* [What needs to be done] Return each line below exactly as it reads, and omit any image in it.

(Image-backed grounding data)
________________

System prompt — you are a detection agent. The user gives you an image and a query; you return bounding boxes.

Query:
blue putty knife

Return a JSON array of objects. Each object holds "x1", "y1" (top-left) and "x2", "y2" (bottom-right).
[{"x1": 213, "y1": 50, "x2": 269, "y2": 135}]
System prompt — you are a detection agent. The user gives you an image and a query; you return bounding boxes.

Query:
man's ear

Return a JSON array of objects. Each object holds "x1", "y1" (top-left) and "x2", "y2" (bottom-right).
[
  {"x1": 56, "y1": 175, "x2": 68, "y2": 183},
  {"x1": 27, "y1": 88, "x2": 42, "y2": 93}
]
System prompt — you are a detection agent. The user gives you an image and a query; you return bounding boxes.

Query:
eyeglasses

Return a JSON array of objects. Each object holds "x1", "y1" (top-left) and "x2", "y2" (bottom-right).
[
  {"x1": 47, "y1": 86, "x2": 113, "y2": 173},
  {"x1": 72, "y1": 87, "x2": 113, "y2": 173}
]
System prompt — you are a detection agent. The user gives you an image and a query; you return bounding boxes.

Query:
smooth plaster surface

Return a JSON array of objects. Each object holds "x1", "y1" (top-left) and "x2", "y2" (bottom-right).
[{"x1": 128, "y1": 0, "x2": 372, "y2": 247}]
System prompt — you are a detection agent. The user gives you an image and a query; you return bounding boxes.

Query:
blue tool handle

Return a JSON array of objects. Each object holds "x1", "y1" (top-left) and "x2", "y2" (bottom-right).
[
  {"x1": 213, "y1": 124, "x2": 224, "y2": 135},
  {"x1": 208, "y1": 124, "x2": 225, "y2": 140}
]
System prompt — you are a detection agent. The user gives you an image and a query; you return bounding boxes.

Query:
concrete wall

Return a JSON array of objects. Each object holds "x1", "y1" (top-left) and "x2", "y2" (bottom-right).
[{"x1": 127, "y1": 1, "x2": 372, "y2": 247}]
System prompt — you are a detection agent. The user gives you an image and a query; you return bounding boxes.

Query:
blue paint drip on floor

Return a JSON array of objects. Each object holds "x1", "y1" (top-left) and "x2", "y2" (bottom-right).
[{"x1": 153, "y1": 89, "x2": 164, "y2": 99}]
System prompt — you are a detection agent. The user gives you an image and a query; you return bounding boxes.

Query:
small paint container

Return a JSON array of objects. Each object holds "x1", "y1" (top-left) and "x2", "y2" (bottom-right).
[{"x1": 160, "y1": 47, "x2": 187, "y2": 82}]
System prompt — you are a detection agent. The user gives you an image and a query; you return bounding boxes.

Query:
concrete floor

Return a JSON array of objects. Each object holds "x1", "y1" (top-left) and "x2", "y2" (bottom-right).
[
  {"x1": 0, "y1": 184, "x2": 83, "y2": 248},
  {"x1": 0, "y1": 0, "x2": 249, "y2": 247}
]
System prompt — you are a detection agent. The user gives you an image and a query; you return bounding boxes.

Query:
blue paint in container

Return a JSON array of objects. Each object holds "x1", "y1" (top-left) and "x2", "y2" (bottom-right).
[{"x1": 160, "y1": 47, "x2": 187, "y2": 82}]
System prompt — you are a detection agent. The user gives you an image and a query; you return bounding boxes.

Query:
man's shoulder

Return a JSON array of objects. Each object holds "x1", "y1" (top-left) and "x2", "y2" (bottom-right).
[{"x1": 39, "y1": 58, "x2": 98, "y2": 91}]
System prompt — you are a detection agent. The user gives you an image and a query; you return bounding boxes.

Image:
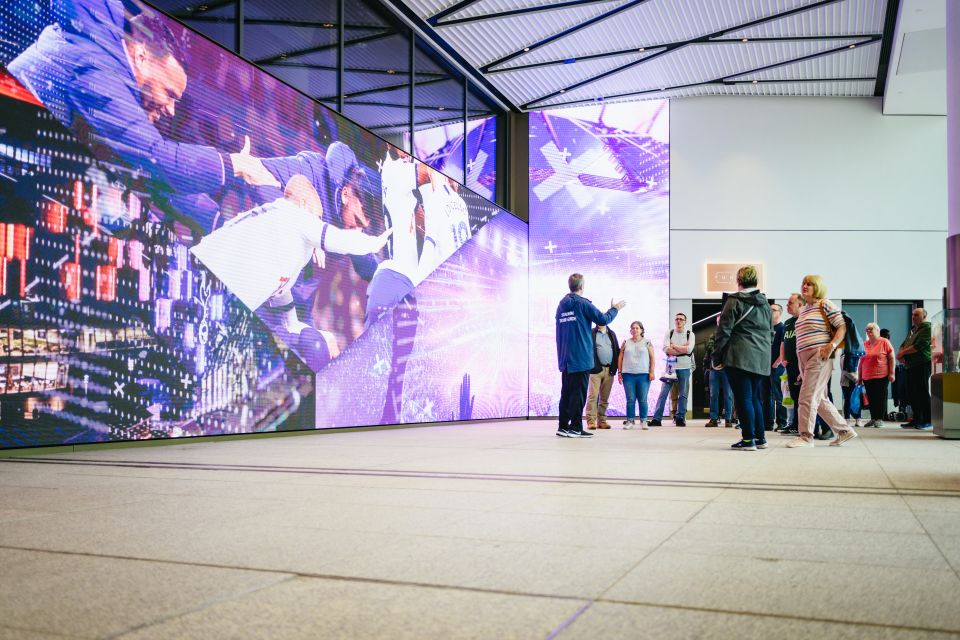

________________

* [Reply to the exercise]
System prompt — you are a detection agent. The user gives you an image and a query; you return bounding boxes.

Query:
blue putty knife

Return a JSON array of objects. Each object holds "x1", "y1" (top-left) and "x2", "y2" (bottom-right).
[{"x1": 213, "y1": 50, "x2": 269, "y2": 135}]
System prompt — you are a detection agent. The user gives you an image and a query; you return bounding boxes.

Query:
man's ear

Return a JSON array of objects. Each object holds "x1", "y1" (top-left) and "x2", "y2" (bottom-right).
[
  {"x1": 56, "y1": 175, "x2": 68, "y2": 183},
  {"x1": 27, "y1": 88, "x2": 42, "y2": 93}
]
System prompt — you are a detection agent. The user gives you an image and a query; you return bounding boxes.

Query:
eyeglasses

Return a JSON array of objects. Each object holds "x1", "y1" (top-left) and "x2", "y2" (bottom-right).
[
  {"x1": 47, "y1": 86, "x2": 113, "y2": 173},
  {"x1": 72, "y1": 87, "x2": 113, "y2": 173}
]
System prompt — you are a detection agent. The user gives you an image and a query; you return bounding boxes.

Query:
smooth plaster surface

Return a JSON array of objects. Each object holds "x1", "y1" (top-left) and "x2", "y2" (bottom-right).
[{"x1": 128, "y1": 0, "x2": 372, "y2": 247}]
System prompt — you are a detection agent. The user gives you an image and a query; you return bounding boxes.

Query:
blue tool handle

Return a JSON array of objects. Each object holds "x1", "y1" (top-left) and "x2", "y2" (bottom-right).
[
  {"x1": 213, "y1": 124, "x2": 224, "y2": 135},
  {"x1": 208, "y1": 124, "x2": 225, "y2": 140}
]
System prompt — you are a detection agent. The user gives you an image and a query; you return bounding boxes.

Query:
concrete wall

Return a JSON array of objects. Each object holds "x1", "y1" (top-left) and "x2", "y2" (bottom-right).
[{"x1": 127, "y1": 1, "x2": 372, "y2": 247}]
System prompt — you are a detection agent. The user gives you an image and a query; you return bounding boxes.

Query:
blue paint drip on floor

Return a JSON array of objects. Each object holds "x1", "y1" (top-left) and "x2", "y2" (bottom-right).
[{"x1": 153, "y1": 89, "x2": 164, "y2": 99}]
System prompt — you are a detection agent. The user gives you an image and a query; you return bounding boxes.

Query:
small paint container

Return a JSON array of objects. Each object holds "x1", "y1" (top-left) and "x2", "y2" (bottom-right).
[{"x1": 160, "y1": 47, "x2": 187, "y2": 82}]
System prompt — you are a detection agent. The user gives you an image and a query; you return bounding boxes.

Query:
concrete floor

Return a JSON array of objects. Each object holds "x1", "y1" (top-left) and "x2", "y2" (bottom-right).
[
  {"x1": 0, "y1": 184, "x2": 83, "y2": 248},
  {"x1": 0, "y1": 0, "x2": 249, "y2": 247}
]
System prompt — you are a detection agent. The user gives you an image and a query; you return bounding boxes.

Query:
blue paint in container

Return a JSON array of objects. Each object holds "x1", "y1" (top-left) and "x2", "y2" (bottom-right).
[{"x1": 160, "y1": 47, "x2": 187, "y2": 82}]
System prompt — you are a detection agent. The user gives you an image and a query; you return bounding boxes.

Query:
man's shoulder

Return a JSON array of objects. Each object holds "x1", "y1" (top-left) and "x2", "y2" (bottom-right).
[{"x1": 39, "y1": 58, "x2": 98, "y2": 91}]
System prompt — you are a detection agent. The user gives you an image and a query; you return bounding boxes.

Image:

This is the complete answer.